(Supplied information Opens)

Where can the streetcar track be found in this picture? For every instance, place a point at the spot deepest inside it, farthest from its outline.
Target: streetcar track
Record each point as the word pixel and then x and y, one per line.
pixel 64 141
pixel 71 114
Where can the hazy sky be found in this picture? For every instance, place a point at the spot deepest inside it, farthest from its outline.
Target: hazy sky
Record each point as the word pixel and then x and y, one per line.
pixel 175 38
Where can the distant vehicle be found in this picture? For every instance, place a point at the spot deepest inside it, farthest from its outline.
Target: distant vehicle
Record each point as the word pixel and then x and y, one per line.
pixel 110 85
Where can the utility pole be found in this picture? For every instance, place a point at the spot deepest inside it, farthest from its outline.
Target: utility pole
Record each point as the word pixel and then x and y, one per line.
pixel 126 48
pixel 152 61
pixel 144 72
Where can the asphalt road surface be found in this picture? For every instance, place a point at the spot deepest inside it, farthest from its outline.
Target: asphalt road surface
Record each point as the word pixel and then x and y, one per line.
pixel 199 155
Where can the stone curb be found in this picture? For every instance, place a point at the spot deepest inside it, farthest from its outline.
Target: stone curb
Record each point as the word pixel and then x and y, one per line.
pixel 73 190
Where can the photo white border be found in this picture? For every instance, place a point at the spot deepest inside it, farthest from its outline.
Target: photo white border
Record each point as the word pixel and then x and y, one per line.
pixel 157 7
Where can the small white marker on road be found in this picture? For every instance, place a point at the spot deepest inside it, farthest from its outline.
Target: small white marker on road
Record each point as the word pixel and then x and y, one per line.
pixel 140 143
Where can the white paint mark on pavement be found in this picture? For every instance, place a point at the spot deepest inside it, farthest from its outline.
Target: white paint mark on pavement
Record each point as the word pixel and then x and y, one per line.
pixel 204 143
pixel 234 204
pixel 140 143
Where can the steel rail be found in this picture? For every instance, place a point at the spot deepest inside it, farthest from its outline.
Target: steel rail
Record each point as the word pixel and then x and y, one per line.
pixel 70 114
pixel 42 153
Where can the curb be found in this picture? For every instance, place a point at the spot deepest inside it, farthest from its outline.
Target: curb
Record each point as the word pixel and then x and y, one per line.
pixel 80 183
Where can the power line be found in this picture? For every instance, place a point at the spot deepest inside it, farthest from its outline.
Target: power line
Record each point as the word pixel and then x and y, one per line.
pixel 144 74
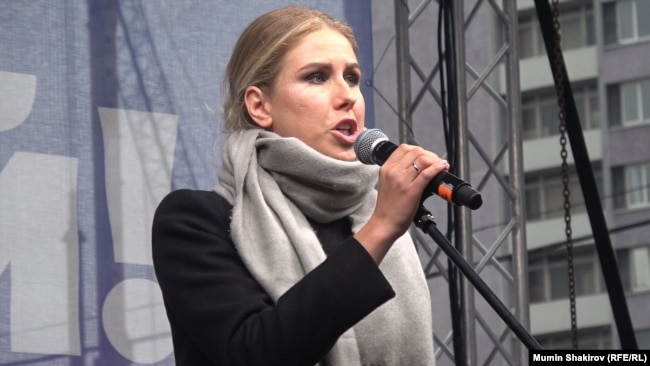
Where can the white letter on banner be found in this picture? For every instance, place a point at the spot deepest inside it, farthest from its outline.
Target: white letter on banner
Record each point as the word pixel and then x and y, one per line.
pixel 135 321
pixel 139 153
pixel 38 235
pixel 17 92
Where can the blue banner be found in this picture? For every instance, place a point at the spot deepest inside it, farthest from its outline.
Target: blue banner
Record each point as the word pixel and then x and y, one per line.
pixel 105 107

(Supplied information Closes)

#### Try it:
Reproduce each entry word for word and cut the images.

#### Response for this exercise:
Where can the streetcar track be found in this picture? For every instance, place a point at the spot deepest inside it, farthest from its outline.
Target: streetcar track
Record each point as the word pixel and then x and y, one per line.
pixel 64 141
pixel 71 114
Where can the hazy sky be found in this picture? For every instance, place a point at the spot deepest inside it, farthest from its outline.
Target: hazy sky
Record each point as the word pixel and then x and y, one per line.
pixel 175 38
Where can the distant vehicle be found in this picture? For every instance, place a point at the spot deepest inside it, farthest from its outline.
Target: distant vehicle
Record each point as the word pixel and then x and y, one per line.
pixel 110 85
Where can the utility pole be found in this picture? For every instance, place a point at the spot deepest inside it, farthest from its outline.
Target: utility pole
Record each point as the word pixel and then x and y, one per line.
pixel 126 48
pixel 152 61
pixel 144 72
Where can the asphalt road surface be found in this picture? For every instance, place a point at the spot deepest inside it, farthest from its outline.
Target: asphalt road surface
Record each point as the word pixel and then x and y, one per line.
pixel 199 155
Where can the stone curb be found in this picture? For every instance, place a point at the spot deepest inside it, farthest from its outline.
Target: stone curb
Record each point as the word pixel and then x and y, one per line.
pixel 73 190
Where can the photo white border be found in this picture? For every instance, place a point at the spot deepest inside it, farthest from its outline.
Target: photo white border
Record each point as the word pixel and then x and y, one per line.
pixel 157 7
Where can the small white marker on road be found in this picture? For every instance, place a point at the spot deepest inside it, farthest from its outline.
Target: small white marker on road
Record each point as the word pixel and then x and y, one per line.
pixel 140 143
Where can the white paint mark on pavement be found in this picture? For every instance, place a point at the spot deepest inside it, farthest from its outline.
Target: white paint mark on pavement
Record each point as the word pixel and then x and y, one per line.
pixel 204 143
pixel 234 204
pixel 140 143
Where can the steel rail be found in this picture? For every instance, place a point at the spot deepest inside it, farthest from its outline.
Target: steel rail
Record each point as the word pixel and then x and y, one per line.
pixel 70 114
pixel 42 153
Where can the curb be found in this picture? For every instance, place a point at the spot deepest inside it, farthest from its outline.
Target: curb
Record each point as the word pixel and then x and y, one per line.
pixel 80 183
Where can the power line be found in this picture? For every instance, place a point at the spot deepest inside it, farthest from its outline.
Target: power line
Record each point as the word pixel and then x and y, one per line.
pixel 144 74
Where can the white letter on banner be found in this picture? For every instance, place a point at the spot deepest inside it, farthest from its outline.
Target: white letter on banner
Record each point as the word pixel and then x and y, one per line.
pixel 135 321
pixel 139 153
pixel 38 235
pixel 17 92
Where can the blue banner be found in this picture? For every instance, place a point at the spot deepest inside it, farthest from its outline.
Target: blue banner
Record each point as the word pixel and then x and y, one per line.
pixel 105 107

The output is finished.